* Required task:
In the items below, swap every occurrence of "place one marker" for "drop a single marker" and leave all other text unchanged. Reproduce the items without the pictures.

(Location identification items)
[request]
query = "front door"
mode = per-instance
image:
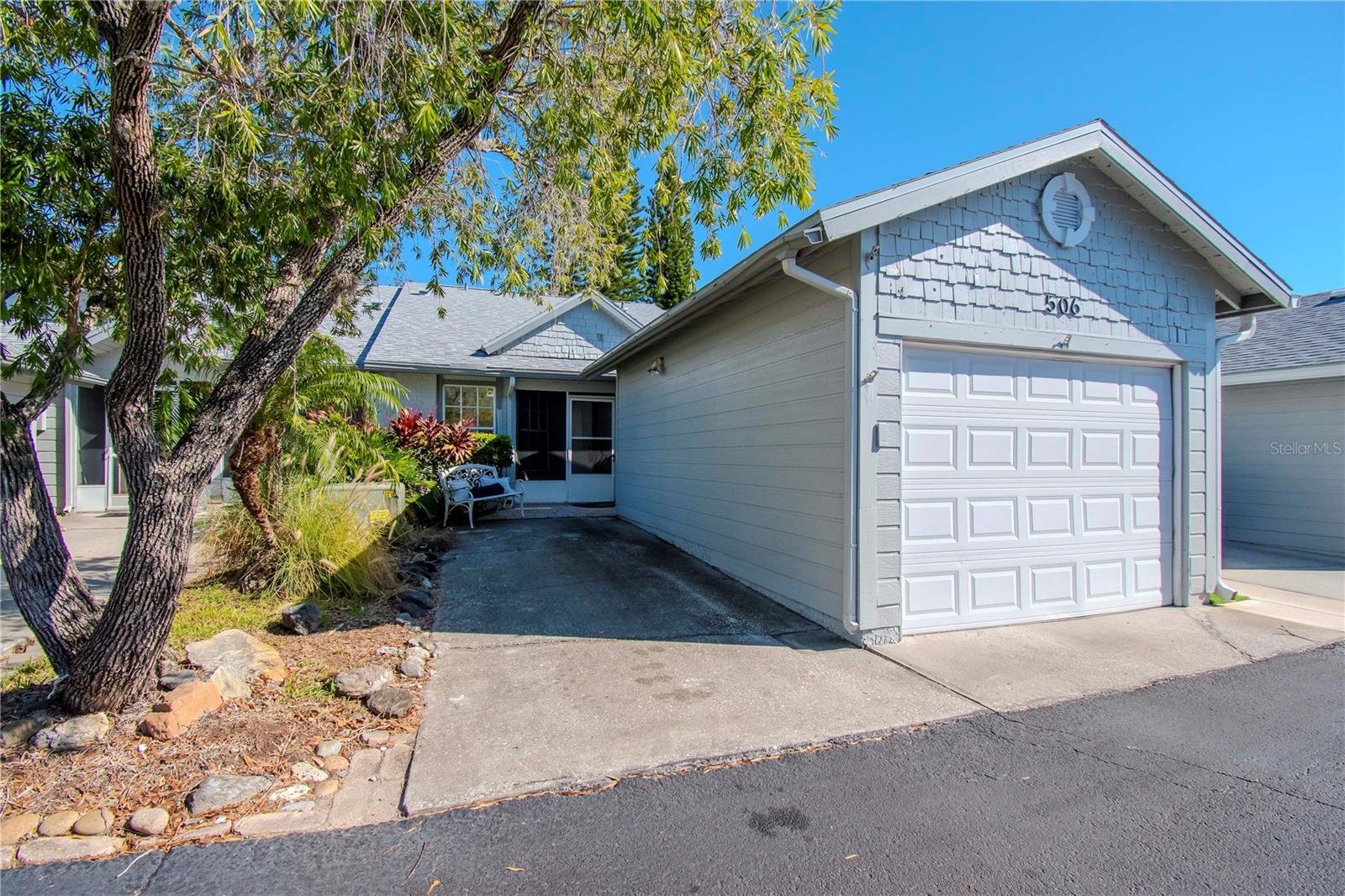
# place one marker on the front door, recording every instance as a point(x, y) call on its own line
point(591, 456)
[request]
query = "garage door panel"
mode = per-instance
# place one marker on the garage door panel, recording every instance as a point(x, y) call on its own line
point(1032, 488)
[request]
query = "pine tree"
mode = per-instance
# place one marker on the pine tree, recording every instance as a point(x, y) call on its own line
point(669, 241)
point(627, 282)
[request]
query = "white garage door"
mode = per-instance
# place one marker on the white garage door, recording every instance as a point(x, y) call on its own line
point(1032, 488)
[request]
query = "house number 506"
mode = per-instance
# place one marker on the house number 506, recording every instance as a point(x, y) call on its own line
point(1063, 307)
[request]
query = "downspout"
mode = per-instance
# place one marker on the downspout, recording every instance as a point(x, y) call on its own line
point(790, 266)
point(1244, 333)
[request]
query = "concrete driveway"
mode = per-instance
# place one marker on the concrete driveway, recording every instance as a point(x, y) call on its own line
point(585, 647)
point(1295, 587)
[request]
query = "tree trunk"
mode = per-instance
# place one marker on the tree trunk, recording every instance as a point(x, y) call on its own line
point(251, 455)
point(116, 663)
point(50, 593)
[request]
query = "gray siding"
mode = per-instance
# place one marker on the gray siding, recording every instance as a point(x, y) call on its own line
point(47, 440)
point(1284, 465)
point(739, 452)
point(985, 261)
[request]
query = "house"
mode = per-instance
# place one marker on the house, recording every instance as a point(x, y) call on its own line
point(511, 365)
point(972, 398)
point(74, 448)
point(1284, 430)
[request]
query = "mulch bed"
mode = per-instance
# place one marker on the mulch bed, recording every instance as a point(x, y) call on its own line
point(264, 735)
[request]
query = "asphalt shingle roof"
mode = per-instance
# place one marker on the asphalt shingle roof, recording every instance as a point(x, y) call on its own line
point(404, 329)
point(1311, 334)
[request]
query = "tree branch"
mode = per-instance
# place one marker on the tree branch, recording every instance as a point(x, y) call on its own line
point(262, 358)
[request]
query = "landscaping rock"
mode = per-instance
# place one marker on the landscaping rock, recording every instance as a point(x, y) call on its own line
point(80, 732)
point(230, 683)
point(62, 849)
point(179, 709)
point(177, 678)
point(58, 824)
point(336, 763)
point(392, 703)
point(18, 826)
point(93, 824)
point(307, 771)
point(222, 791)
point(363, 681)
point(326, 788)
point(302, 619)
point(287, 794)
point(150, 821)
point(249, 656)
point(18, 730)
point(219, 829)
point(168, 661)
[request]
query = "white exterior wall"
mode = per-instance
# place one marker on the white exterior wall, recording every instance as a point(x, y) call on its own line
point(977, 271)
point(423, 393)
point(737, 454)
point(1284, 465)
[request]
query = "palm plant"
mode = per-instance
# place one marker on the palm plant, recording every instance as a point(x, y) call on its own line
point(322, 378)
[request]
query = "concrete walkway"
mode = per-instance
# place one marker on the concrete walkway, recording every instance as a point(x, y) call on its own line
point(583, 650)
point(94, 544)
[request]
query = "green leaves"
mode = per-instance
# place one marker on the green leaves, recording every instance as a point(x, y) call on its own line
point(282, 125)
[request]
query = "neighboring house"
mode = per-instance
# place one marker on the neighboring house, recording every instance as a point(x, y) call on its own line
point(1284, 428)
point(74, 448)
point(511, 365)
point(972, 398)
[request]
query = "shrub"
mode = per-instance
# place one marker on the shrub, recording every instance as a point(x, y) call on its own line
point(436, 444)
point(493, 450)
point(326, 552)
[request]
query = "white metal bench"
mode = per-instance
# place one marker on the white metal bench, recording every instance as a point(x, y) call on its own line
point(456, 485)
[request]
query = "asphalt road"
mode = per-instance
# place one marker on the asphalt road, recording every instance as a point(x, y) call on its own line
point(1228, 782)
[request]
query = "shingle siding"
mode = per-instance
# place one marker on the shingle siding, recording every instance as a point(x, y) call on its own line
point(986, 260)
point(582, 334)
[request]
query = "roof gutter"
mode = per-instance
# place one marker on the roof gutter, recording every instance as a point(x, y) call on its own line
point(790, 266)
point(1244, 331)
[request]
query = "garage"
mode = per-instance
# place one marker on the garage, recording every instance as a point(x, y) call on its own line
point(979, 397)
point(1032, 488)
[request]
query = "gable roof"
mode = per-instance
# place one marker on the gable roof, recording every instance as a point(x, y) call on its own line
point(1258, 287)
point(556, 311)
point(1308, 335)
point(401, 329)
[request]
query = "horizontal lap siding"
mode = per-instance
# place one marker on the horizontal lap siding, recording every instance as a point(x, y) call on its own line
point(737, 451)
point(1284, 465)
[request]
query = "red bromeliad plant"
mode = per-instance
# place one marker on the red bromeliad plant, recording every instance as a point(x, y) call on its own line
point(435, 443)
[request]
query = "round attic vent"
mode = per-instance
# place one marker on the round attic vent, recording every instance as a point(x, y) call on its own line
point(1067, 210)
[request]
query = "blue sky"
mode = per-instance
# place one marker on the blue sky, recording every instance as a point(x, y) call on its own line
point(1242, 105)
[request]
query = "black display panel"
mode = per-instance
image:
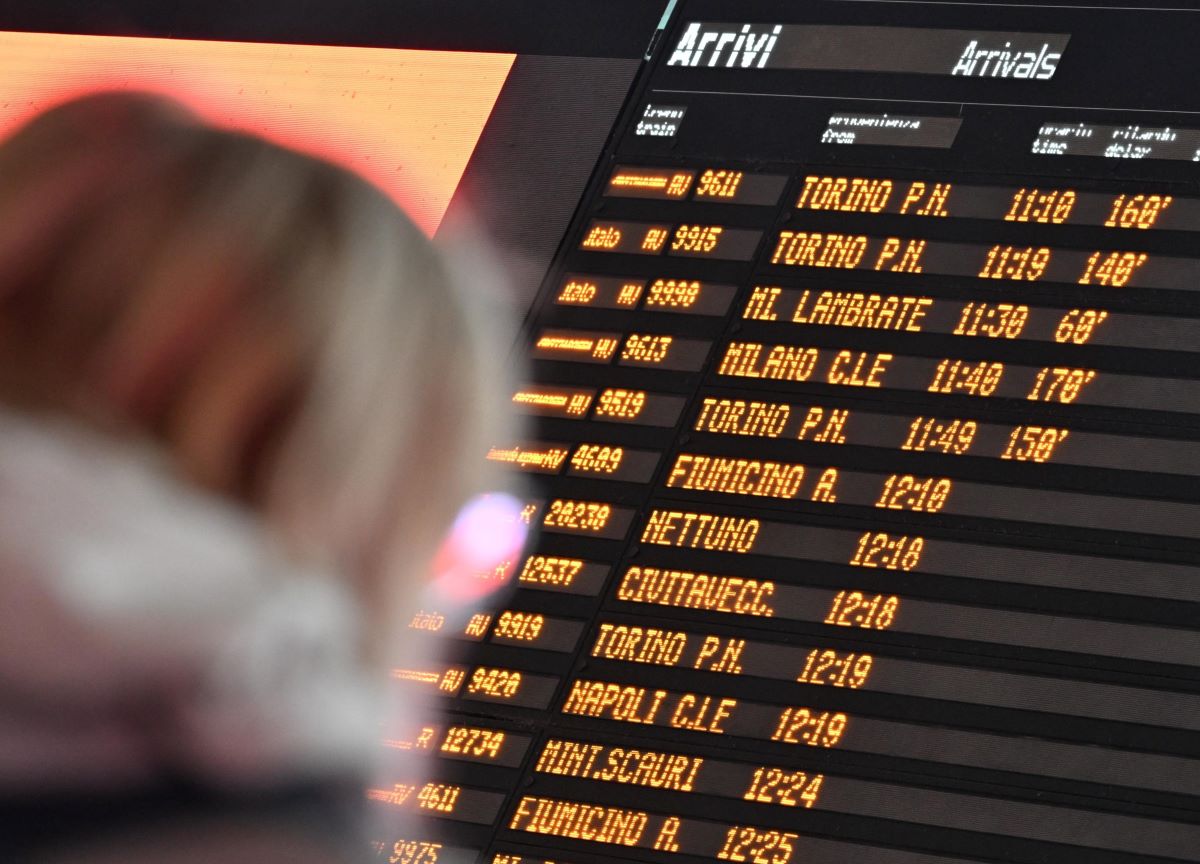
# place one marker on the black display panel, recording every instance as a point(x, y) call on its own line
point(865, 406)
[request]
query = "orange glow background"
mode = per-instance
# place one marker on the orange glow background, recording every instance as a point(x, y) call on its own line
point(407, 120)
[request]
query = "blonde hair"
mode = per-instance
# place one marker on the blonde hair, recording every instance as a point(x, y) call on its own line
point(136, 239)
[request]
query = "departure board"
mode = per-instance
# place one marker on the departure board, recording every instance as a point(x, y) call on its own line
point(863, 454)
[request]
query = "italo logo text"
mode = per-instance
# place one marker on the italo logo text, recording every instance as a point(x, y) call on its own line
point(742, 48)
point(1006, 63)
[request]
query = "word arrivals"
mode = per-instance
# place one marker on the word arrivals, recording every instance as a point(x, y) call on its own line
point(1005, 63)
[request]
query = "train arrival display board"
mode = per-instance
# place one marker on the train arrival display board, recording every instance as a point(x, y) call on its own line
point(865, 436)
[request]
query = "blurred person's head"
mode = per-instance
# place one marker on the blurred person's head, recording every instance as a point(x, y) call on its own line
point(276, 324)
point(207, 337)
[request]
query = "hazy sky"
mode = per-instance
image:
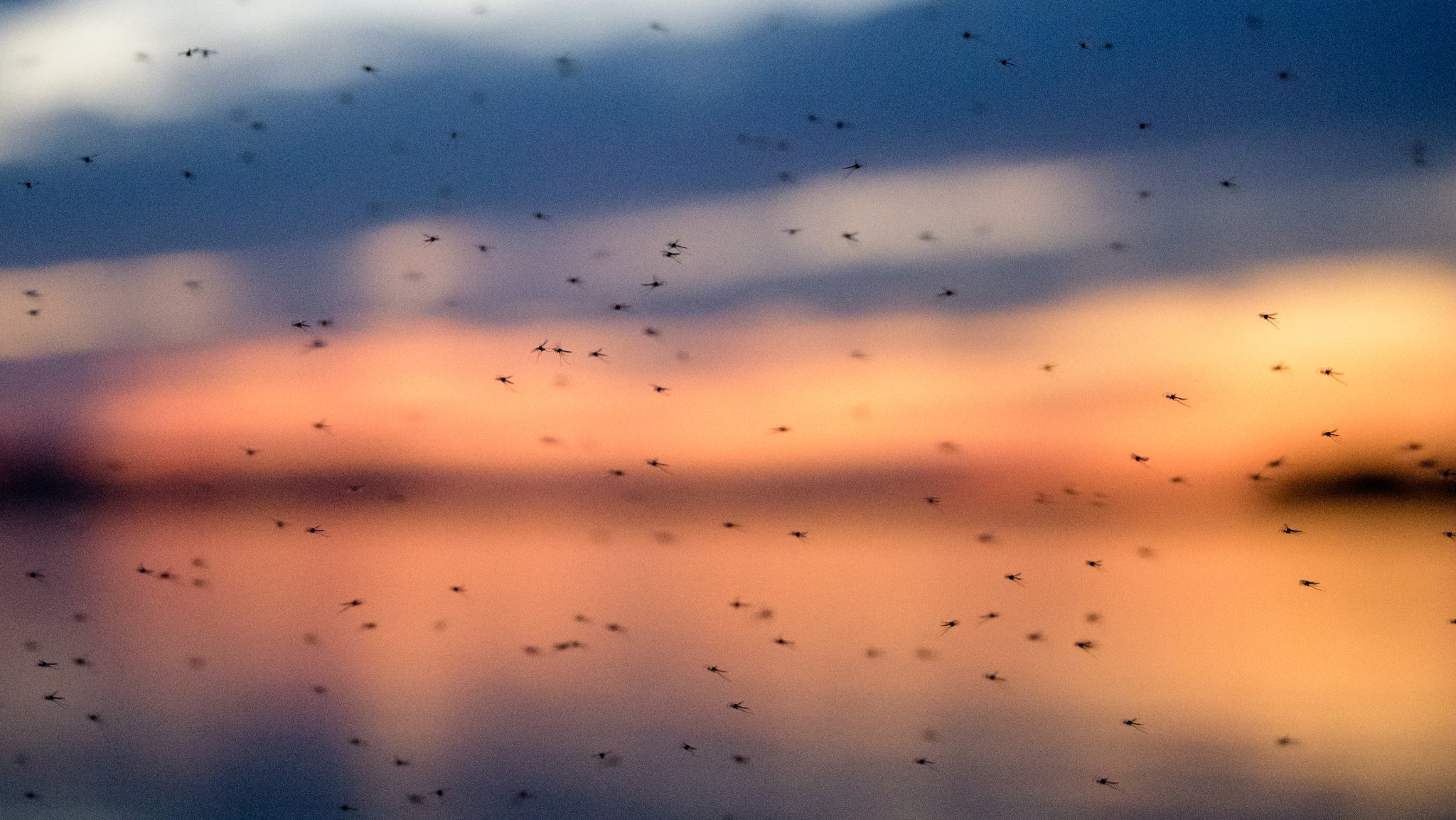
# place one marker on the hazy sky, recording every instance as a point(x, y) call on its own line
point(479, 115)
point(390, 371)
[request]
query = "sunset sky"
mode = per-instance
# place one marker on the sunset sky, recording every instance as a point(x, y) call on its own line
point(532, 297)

* Correct output:
[request]
query = "front door"
mode = per-instance
image:
# drop a single marker on the front door, recording every instance as a point(x, y) call on its own line
point(591, 456)
[request]
query = "garage door panel"
mode = per-instance
# drop a single marker on the garage door panel, recording every instance as a point(x, y) call on its own line
point(1032, 488)
[request]
query = "pine tree"
mode = per-instance
# drop a single marker on the pine tree, recording every instance as a point(x, y) call on its own line
point(669, 241)
point(627, 282)
[request]
query = "white garage door"
mode = per-instance
# drop a single marker on the white garage door, recording every instance as a point(x, y) call on its own line
point(1032, 488)
[request]
query = "house number 506"
mode = per-instance
# drop a single marker on the house number 506, recording every instance as a point(x, y) call on its own line
point(1063, 307)
[request]
query = "downspout"
mode = per-instance
# drop a single marker on the downspout, recording every instance as a point(x, y) call on its own line
point(790, 266)
point(1244, 333)
[request]
query = "concrete driveway"
mode = per-instance
# drop a single marker on the concrete driveway, recording every instance as a point(x, y) call on its own line
point(585, 647)
point(1295, 587)
[request]
query = "tree trunk"
mode = per-instance
# drop a single marker on the tree trunk, recording every instance as a point(x, y) call on its own line
point(251, 455)
point(116, 663)
point(50, 593)
[request]
query = "gray siding"
mode = per-instance
# drop a single marker on the gray siding, recording every instance as a point(x, y) call on its own line
point(47, 440)
point(1284, 465)
point(739, 452)
point(985, 261)
[request]
query = "house"
mode = per-instance
# drop a single marker on the house, recording every instance as a point(x, y) call on its own line
point(511, 365)
point(972, 398)
point(74, 448)
point(1284, 430)
[request]
query = "mulch bed"
mode = per-instance
# drop a single marker on the mulch bed, recording every instance as a point(x, y) call on its own line
point(264, 735)
[request]
query = "asphalt shingle roof"
mode = per-instance
# drop a single marker on the asphalt shingle roof, recording every instance as a point(x, y) call on its own line
point(404, 329)
point(1311, 334)
[request]
query = "tree branch"
mode = per-instance
# drop a single marker on the tree branch, recording every instance as a point(x, y) call on its own line
point(262, 358)
[request]
query = "landscaping rock"
mode = per-instance
# drop a single marker on the landscaping rock, recording every instance as a point(x, y) call on its own line
point(80, 732)
point(230, 683)
point(62, 849)
point(179, 709)
point(177, 678)
point(58, 824)
point(336, 763)
point(392, 703)
point(18, 826)
point(93, 824)
point(307, 771)
point(222, 791)
point(363, 681)
point(326, 788)
point(302, 619)
point(287, 794)
point(150, 821)
point(249, 656)
point(18, 730)
point(219, 829)
point(168, 661)
[request]
query = "white exterior wall"
mode = per-instance
# drop a single marker on the white exterior wall, recording every instance as a point(x, y) call on its own line
point(977, 271)
point(423, 393)
point(737, 454)
point(1284, 465)
[request]
query = "palm plant"
mode = per-instance
# drop a single marker on the palm plant, recording every instance as a point(x, y) call on its own line
point(322, 378)
[request]
query = "concrete walkway"
mode = per-instance
# drop a single marker on the concrete walkway, recording every instance as a point(x, y) call on its own line
point(583, 650)
point(94, 544)
[request]
query = "green leaves"
mode = per-instance
# drop a single marker on the green leaves, recording every instance as a point(x, y) call on its own line
point(282, 125)
[request]
query = "neighboring house"
mode = per-instance
# drop a single marker on the neighboring house, recording every instance as a point(x, y) call on its own line
point(1284, 428)
point(74, 448)
point(511, 365)
point(972, 398)
[request]
query = "shrub"
mode = per-instance
# drop a single marker on the shrub, recording every instance as a point(x, y) call on its own line
point(436, 444)
point(493, 450)
point(326, 552)
[request]
query = "white metal bench"
mode = per-instance
# drop a single marker on the white metal bench, recording every instance as a point(x, y) call on its own line
point(456, 485)
[request]
query = "asphalt road"
mode = per-instance
# drop a single marker on the asphalt road, recording every instance as a point(x, y) call on its own line
point(1228, 782)
[request]
query = "shingle siding"
mode = per-instance
# drop a single marker on the shingle siding, recording every instance as a point(x, y) call on its own line
point(986, 260)
point(582, 334)
[request]
query = "roof gutter"
mode = per-instance
# drop a single marker on the roof gutter, recording every instance as a point(x, y) call on its own line
point(790, 266)
point(1244, 331)
[request]
query = "garage"
mode = per-instance
# drop a single marker on the garage, recording every instance as a point(x, y) call on its own line
point(979, 397)
point(1032, 488)
[request]
query = "gable roof"
mode = per-instance
# drop a single marker on the gable roof, recording every instance as a point(x, y) call on its own line
point(1258, 287)
point(556, 311)
point(1308, 335)
point(401, 329)
[request]
query = "horizontal lap siding"
mode = per-instance
# drop a single marker on the horizontal lap siding, recording every instance as a point(x, y) call on its own line
point(737, 451)
point(1284, 465)
[request]
query = "red bromeliad plant"
mode = per-instance
# drop a single marker on the red bromeliad plant, recording every instance as a point(x, y) call on its own line
point(435, 443)
[request]
query = "round attic vent"
mode = per-instance
# drop a single marker on the round attic vent, recording every instance as a point(x, y) call on its own line
point(1067, 210)
[request]
query = "blue sky"
mode = per-instance
# drop a single marker on the blue sky, recording every instance as a point(x, y) call on its own line
point(1242, 105)
[request]
query = "black display panel"
mode = per-instance
image:
# drop a single marker on the black display panel, recording every instance as a point(x, y) call on its own line
point(865, 406)
[request]
query = "orange glow background"
mode = per-instance
# drop a single marker on the orange glow background, recording every instance as a point(x, y) call on its own line
point(407, 120)
[request]
query = "blonde hair"
mode = per-instance
# drop a single marker on the blonde hair, recording every instance as a point(x, y) call on its own line
point(136, 239)
[request]
query = "departure board"
mode = per-instance
# drop a single marker on the departure board, recording every instance as a point(x, y) call on its own line
point(863, 454)
[request]
query = "italo logo text"
mode = per-instance
# drop a single marker on the italo logo text, recording every instance as a point(x, y) call on its own line
point(742, 48)
point(1006, 63)
[request]
query = "word arrivals"
mode = per-instance
# drop a single marker on the word arrivals, recording every instance as a point(x, y) call on its own line
point(1005, 63)
[request]
query = "train arrival display board"
mode = per-instance
# drop a single marker on the train arrival display board, recording every instance as a point(x, y) call on its own line
point(865, 436)
[request]
query = "blurred person's head"
mode = per-instance
# drop a single marker on the blurred person's head, recording every instance as a point(x, y) call on its own line
point(276, 324)
point(207, 337)
[request]
query = "hazy sky"
mode = per-instance
image:
# drop a single marker on the hazy sky, recording every instance as a point(x, y) call on its own line
point(479, 115)
point(390, 371)
[request]
query = "sunset sky"
mode = per-instance
# drop a single marker on the sunset sky, recording every instance as a point(x, y) call on its own line
point(532, 297)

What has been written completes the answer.